**Entries shown:**
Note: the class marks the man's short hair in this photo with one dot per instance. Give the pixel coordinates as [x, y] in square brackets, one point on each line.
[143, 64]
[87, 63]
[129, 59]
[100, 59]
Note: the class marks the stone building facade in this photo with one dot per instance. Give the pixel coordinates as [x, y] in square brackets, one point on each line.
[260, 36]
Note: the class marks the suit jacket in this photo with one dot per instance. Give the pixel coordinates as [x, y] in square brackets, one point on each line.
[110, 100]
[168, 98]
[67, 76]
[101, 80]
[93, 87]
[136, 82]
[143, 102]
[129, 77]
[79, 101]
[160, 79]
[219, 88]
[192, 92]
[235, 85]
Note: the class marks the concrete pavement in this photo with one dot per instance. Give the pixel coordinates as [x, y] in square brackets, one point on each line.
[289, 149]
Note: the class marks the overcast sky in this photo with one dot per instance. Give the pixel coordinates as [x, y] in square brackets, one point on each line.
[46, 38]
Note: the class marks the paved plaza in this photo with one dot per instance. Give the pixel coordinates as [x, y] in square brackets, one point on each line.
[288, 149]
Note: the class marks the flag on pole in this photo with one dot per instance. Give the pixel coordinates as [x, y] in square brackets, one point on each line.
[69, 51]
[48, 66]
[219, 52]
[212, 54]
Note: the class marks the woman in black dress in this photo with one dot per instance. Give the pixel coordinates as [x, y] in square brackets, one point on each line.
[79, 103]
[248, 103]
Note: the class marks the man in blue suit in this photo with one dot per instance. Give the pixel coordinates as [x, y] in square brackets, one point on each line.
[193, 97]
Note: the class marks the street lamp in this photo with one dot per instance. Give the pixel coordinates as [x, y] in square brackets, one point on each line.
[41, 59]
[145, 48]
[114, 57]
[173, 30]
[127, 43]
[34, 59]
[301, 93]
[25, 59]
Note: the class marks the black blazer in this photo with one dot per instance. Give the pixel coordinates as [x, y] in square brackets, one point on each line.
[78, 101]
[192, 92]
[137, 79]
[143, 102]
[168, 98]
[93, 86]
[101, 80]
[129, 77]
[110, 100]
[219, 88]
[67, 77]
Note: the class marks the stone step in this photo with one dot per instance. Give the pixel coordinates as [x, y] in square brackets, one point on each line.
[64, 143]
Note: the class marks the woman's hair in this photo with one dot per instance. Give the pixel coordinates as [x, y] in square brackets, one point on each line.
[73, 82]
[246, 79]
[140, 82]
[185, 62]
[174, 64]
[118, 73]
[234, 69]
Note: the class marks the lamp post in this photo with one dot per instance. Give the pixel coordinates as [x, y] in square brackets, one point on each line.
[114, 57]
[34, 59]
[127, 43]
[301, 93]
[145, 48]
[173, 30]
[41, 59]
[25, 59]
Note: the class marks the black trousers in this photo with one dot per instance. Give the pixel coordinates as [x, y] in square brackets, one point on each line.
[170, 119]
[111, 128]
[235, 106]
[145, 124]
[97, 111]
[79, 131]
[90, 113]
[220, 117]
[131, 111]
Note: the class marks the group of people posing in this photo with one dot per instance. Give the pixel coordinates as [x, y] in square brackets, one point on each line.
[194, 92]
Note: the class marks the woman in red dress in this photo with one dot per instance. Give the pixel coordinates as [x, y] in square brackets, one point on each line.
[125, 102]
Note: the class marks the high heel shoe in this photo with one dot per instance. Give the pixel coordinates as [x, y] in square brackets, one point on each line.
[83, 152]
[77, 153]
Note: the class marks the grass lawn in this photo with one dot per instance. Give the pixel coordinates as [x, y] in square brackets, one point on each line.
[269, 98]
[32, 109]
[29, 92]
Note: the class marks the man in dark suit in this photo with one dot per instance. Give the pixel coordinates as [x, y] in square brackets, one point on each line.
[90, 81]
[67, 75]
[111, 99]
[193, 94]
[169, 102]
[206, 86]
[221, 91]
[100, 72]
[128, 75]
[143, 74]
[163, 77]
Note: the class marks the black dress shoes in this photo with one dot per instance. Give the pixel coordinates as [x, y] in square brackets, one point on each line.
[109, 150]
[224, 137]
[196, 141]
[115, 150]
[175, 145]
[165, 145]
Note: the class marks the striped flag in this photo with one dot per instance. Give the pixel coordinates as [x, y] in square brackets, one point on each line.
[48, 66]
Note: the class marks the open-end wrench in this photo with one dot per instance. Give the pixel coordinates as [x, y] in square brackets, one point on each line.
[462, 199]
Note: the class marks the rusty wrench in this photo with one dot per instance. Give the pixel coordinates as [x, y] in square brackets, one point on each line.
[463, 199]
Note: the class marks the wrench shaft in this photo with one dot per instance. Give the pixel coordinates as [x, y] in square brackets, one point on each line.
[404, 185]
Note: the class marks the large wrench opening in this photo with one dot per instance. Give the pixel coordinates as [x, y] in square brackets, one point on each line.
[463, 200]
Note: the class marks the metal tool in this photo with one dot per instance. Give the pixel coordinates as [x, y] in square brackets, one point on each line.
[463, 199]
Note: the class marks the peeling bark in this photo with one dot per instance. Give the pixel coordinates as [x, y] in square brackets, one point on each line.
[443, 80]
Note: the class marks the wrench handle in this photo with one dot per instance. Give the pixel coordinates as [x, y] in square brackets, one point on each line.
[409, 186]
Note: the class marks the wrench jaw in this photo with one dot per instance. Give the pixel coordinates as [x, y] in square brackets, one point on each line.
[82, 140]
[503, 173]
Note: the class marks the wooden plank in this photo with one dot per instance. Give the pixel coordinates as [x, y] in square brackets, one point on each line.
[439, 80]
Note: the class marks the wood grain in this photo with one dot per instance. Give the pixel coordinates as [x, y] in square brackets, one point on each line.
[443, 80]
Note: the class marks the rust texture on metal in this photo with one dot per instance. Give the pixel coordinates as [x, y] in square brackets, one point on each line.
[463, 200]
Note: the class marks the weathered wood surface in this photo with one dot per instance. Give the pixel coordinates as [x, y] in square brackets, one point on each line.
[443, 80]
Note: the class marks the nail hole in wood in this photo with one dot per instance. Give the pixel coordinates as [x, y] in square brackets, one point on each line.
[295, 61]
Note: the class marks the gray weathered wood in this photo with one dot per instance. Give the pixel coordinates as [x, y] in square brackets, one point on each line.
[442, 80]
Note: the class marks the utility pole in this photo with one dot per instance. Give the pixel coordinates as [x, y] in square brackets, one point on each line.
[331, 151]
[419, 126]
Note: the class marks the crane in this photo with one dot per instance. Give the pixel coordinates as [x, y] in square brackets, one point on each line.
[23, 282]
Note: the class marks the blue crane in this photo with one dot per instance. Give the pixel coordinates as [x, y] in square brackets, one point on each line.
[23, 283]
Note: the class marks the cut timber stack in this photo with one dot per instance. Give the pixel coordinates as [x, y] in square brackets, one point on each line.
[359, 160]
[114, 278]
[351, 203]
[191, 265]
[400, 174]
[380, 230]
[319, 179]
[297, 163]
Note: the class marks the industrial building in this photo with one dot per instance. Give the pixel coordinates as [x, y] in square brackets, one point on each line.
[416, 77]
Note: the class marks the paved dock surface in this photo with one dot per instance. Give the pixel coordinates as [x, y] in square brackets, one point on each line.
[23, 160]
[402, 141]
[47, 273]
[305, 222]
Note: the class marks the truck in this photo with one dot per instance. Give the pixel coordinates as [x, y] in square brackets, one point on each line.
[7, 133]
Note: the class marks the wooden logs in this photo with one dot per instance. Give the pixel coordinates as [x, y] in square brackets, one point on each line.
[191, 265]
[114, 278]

**Set exercise:** Give back each line above precisely as it stands.

**The answer:**
Note: the class marks the man's short hair in this photo with one dot per instance. Give the pixel coordinates as [x, y] in square brackets, one point on each line.
[143, 64]
[87, 63]
[129, 59]
[100, 59]
Note: the class marks the stone building facade in this photo with one dot per instance. Give the pixel coordinates as [x, y] in square brackets, one point on each line.
[260, 36]
Note: the class marks the suit jacket in this photo with one dot per instance. Give the pixel coordinates as [x, y] in square brackets, one point on each line.
[110, 100]
[168, 98]
[67, 76]
[101, 80]
[93, 87]
[136, 82]
[143, 102]
[129, 77]
[79, 101]
[160, 79]
[219, 88]
[192, 92]
[235, 85]
Note: the class marks the concrete pavement in this photo with one dot per instance. Give the pixel coordinates as [x, y] in square brackets, one point on each line.
[289, 149]
Note: the class marks the overcast sky in this photo with one dot per instance. Give the pixel coordinates as [x, y] in square brackets, one point on each line.
[46, 38]
Note: the class marks the paved plaza in this photo with one dot per instance. Give the pixel coordinates as [x, y] in square brackets, one point on each line.
[288, 149]
Note: the class marks the flag on pole in this photo with one dot per instance. Give the pixel coordinates as [x, y] in square brackets, one point on each line.
[69, 51]
[48, 66]
[219, 52]
[212, 54]
Note: the class marks the woman in black dress in this photo with one dot per instance. Give the pixel coordinates as [x, y] in square brackets, one point on each line.
[79, 103]
[248, 103]
Note: the class marks the man in blue suit in this photo with one dot per instance. Give the pixel coordinates as [x, y] in square brackets, one point on each line.
[193, 97]
Note: the class marks the street lamp in this photo with one dot per instance. Give the pixel coordinates as [x, y] in square brackets, one point on each line.
[41, 59]
[145, 48]
[114, 57]
[173, 30]
[127, 43]
[34, 59]
[301, 93]
[25, 59]
Note: the class marks the black blazer in this photo with one dot per instance. Give the pixel coordinates as [x, y] in square brackets, one point on each line.
[78, 101]
[192, 92]
[137, 79]
[143, 102]
[168, 98]
[93, 86]
[101, 80]
[129, 77]
[110, 100]
[219, 88]
[67, 77]
Note: the class marks the stone step in this photo with one dot per instance. Give the pixel coordinates as [x, y] in square brackets, one point on each line.
[64, 143]
Note: the class marks the woman's hair in this photo with one dot per instance. Give the pixel coordinates as [x, y] in square brackets, one point on each line.
[73, 82]
[246, 79]
[140, 82]
[185, 62]
[174, 64]
[118, 73]
[234, 69]
Note: the class marks the lamp post in this photo with one dot per instance. Give the pixel coordinates as [x, y] in square brackets, one point on each line.
[114, 57]
[34, 59]
[127, 43]
[301, 93]
[145, 48]
[173, 30]
[41, 59]
[25, 59]
Note: the class marks the black trousers in this photo with one dot per instance. Give the pixel coordinates as [x, y] in square brackets, one point on each line.
[170, 119]
[111, 128]
[235, 106]
[145, 124]
[97, 111]
[79, 131]
[90, 113]
[220, 117]
[131, 111]
Note: the class marks the group of people posing in this photo with one dot per instance. Give the pixel coordinates as [x, y] in square brackets, one point on each line.
[194, 92]
Note: the class marks the woman in red dress in this photo with one dot per instance. Give the pixel coordinates as [x, y] in square brackets, one point on each line.
[125, 102]
Note: the class marks the high heel shoe in this photo with one dot per instance. Give the pixel coordinates as [x, y] in square brackets, one point on each line.
[83, 152]
[77, 153]
Note: the class marks the grass lawn in this photo with one dot per instance. Give the pixel coordinates as [x, y] in square brackets, one point on each line.
[269, 98]
[32, 109]
[29, 92]
Note: the class marks the man in dark suit in this photo with one dot per instance. Give the pixel coordinates as [x, y] in square brackets, one point on each line.
[90, 81]
[67, 75]
[111, 99]
[193, 94]
[169, 102]
[206, 86]
[221, 91]
[100, 72]
[128, 75]
[143, 74]
[163, 77]
Note: the class marks the black dress shoes in this photo with one dot per instance. Give the pixel coordinates as [x, y] in square brackets, one point on each line.
[109, 150]
[224, 137]
[196, 141]
[115, 150]
[175, 145]
[165, 145]
Note: the class marks the striped flag in this photo with one dot per instance. Give the pixel coordinates as [x, y] in square brackets, one point on each line.
[48, 66]
Note: the class marks the open-end wrench in this photo with one dot per instance. Give the pixel coordinates as [x, y] in square brackets, one point on each line.
[462, 199]
Note: the class marks the rusty wrench in this photo with one dot per instance. Give the pixel coordinates as [x, y] in square brackets, one point on each line.
[463, 199]
Note: the class marks the wrench shaft in this photo with one dot per instance. Give the pixel coordinates as [x, y] in square brackets, one point on each line.
[404, 185]
Note: the class marks the large wrench opening in this photo with one dot per instance. Give the pixel coordinates as [x, y] in square brackets, one point on each line.
[463, 200]
Note: the class marks the metal tool in this photo with one dot per instance. Give the pixel coordinates as [x, y] in square brackets, one point on each line.
[463, 199]
Note: the class marks the peeling bark in this photo with one dot per instance. Give the pixel coordinates as [x, y] in square brackets, one point on each line.
[443, 80]
Note: the class marks the wrench handle in this photo with one dot per instance. Give the pixel coordinates as [x, y] in square brackets, one point on each line.
[409, 186]
Note: the class marks the wrench jaw in this photo with one dot per instance. Give the pixel coordinates as [x, y] in square brackets, one point on each line.
[82, 140]
[503, 173]
Note: the class marks the wooden plank in this photo with one dot per instance. Give the pixel coordinates as [x, y] in square brackets, one point on each line.
[439, 80]
Note: the class marks the wood grain in this photo with one dot per instance. Give the pixel coordinates as [x, y] in square brackets, one point on each line.
[443, 80]
Note: the class marks the rust texture on metal in this photo with one dot per instance. Give the pixel coordinates as [x, y] in square brackets, one point on each line.
[463, 200]
Note: the class marks the weathered wood surface in this photo with one dot per instance. Give the pixel coordinates as [x, y] in square brackets, one point on each line.
[443, 80]
Note: the class marks the nail hole in wood in this photo with one dot per instance. Give the pixel coordinates as [x, y] in square brackets, one point on each line.
[295, 61]
Note: the class marks the gray weathered wood in this photo with one dot per instance. Give the pixel coordinates as [x, y] in square brackets, one point on each line.
[442, 80]
Note: the class marks the utility pole in this photo with one dot per instance. Give the pixel coordinates as [x, y] in square brackets, one point on each line.
[331, 151]
[419, 126]
Note: the class marks the crane in this photo with one dot per instance. Give the pixel coordinates as [x, y] in square brackets, one point on each line.
[23, 282]
Note: the class marks the blue crane in this photo with one dot per instance. Give the pixel coordinates as [x, y] in square brackets, one point on each line.
[23, 283]
Note: the class marks the cut timber stack in this photo with one dot per instance. Give the pixel coordinates as [x, y] in square brackets, one point on each line.
[359, 160]
[114, 278]
[351, 203]
[191, 265]
[400, 174]
[380, 230]
[319, 179]
[297, 163]
Note: the class marks the industrial building in this photo with one dot per instance. Give the pixel coordinates as [x, y] in square brackets, one point on each line.
[416, 77]
Note: the class marks the paved dock surface in this photo with one dot per instance. Give the pixel coordinates as [x, y] in square brackets, one point on each line.
[23, 160]
[402, 141]
[47, 273]
[305, 222]
Note: the class marks the truck in this photo with one dot per instance. Give the pixel coordinates as [x, y] in square brackets, one point on each line.
[7, 133]
Note: the class marks the wooden logs in this photo with one dot per instance. Give the pixel coordinates as [x, y] in square brackets, one point on each line.
[191, 265]
[114, 278]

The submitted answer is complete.